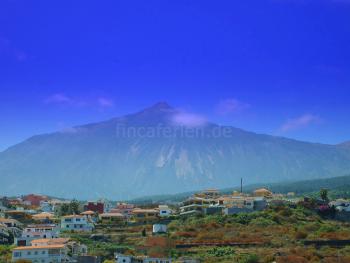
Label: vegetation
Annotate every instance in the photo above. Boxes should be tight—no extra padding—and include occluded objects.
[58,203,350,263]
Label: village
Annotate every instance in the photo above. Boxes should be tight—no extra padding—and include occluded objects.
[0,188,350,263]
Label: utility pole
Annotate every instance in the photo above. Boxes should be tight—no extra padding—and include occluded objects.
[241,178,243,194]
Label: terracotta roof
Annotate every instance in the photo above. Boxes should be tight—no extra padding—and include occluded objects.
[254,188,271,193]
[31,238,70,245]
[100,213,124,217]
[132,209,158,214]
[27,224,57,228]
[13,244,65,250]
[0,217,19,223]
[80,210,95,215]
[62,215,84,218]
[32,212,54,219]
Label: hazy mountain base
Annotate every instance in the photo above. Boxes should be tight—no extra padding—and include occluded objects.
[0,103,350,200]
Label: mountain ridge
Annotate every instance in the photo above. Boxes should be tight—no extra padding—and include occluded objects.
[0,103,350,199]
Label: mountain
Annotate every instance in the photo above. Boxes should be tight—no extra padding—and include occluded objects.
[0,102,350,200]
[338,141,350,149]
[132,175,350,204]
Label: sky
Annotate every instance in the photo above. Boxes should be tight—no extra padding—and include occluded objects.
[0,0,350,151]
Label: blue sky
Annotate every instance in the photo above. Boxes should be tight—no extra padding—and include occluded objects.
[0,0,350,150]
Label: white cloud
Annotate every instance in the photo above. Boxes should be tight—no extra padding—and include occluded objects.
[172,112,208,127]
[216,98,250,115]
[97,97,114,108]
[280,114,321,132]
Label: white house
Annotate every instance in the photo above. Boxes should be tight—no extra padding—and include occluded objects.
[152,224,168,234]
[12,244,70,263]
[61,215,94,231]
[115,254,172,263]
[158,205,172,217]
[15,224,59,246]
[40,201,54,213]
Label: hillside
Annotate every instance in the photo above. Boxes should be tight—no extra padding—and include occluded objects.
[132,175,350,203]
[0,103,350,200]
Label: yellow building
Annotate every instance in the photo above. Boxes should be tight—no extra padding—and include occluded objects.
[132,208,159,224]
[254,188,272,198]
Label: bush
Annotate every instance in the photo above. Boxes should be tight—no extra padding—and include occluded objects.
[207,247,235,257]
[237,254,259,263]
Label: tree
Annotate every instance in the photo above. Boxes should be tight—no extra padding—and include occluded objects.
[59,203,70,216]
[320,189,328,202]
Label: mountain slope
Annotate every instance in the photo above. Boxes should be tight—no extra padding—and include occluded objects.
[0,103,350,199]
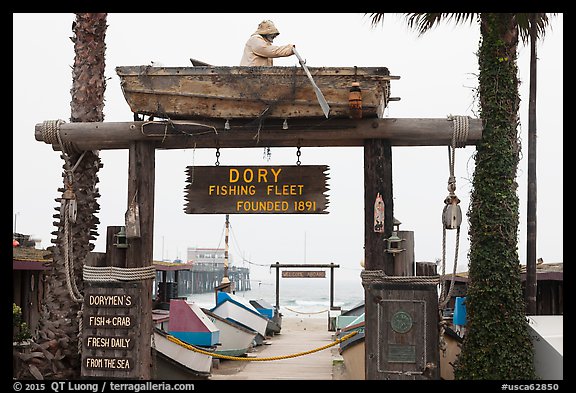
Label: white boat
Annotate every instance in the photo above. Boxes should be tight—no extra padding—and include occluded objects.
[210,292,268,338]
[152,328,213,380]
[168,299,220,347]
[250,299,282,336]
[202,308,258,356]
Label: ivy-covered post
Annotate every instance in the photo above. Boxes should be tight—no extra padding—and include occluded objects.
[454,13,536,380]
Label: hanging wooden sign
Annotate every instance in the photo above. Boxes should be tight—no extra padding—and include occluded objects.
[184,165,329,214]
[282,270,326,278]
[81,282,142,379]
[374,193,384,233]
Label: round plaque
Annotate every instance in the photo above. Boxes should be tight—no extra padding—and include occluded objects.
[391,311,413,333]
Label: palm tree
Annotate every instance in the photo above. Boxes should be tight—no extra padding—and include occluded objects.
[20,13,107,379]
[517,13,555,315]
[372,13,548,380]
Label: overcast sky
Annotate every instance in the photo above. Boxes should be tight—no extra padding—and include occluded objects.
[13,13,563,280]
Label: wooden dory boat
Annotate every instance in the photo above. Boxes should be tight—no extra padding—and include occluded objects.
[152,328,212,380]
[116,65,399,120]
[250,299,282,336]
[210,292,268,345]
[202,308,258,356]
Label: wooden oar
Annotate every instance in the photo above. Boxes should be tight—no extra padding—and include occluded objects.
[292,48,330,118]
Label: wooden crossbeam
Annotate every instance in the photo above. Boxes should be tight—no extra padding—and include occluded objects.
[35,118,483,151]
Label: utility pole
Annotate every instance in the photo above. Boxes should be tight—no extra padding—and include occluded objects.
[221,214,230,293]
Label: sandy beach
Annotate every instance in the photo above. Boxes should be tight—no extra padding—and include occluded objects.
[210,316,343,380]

= = =

◆ **Task**
Render the material from the line with "Label: mountain ridge" to the line with "[0,0,350,151]", both included, as a JSON list of strings with one string per line, leaving out blank lines.

◆ **Reply**
[
  "Label: mountain ridge",
  "Annotate every instance in the photo above. Boxes should be tight—no extra padding—and include occluded objects.",
  "[0,103,350,199]",
  "Label: mountain",
  "Annotate every instance in the photo above. Boxes should be tight—no extra padding—and include occluded objects.",
  "[0,102,350,200]",
  "[338,141,350,149]",
  "[132,175,350,204]",
  "Label: sky",
  "Annotate every instance in the photo above. Boxes should be tight—no extra padding—and include occluded objects.",
  "[0,0,350,151]"
]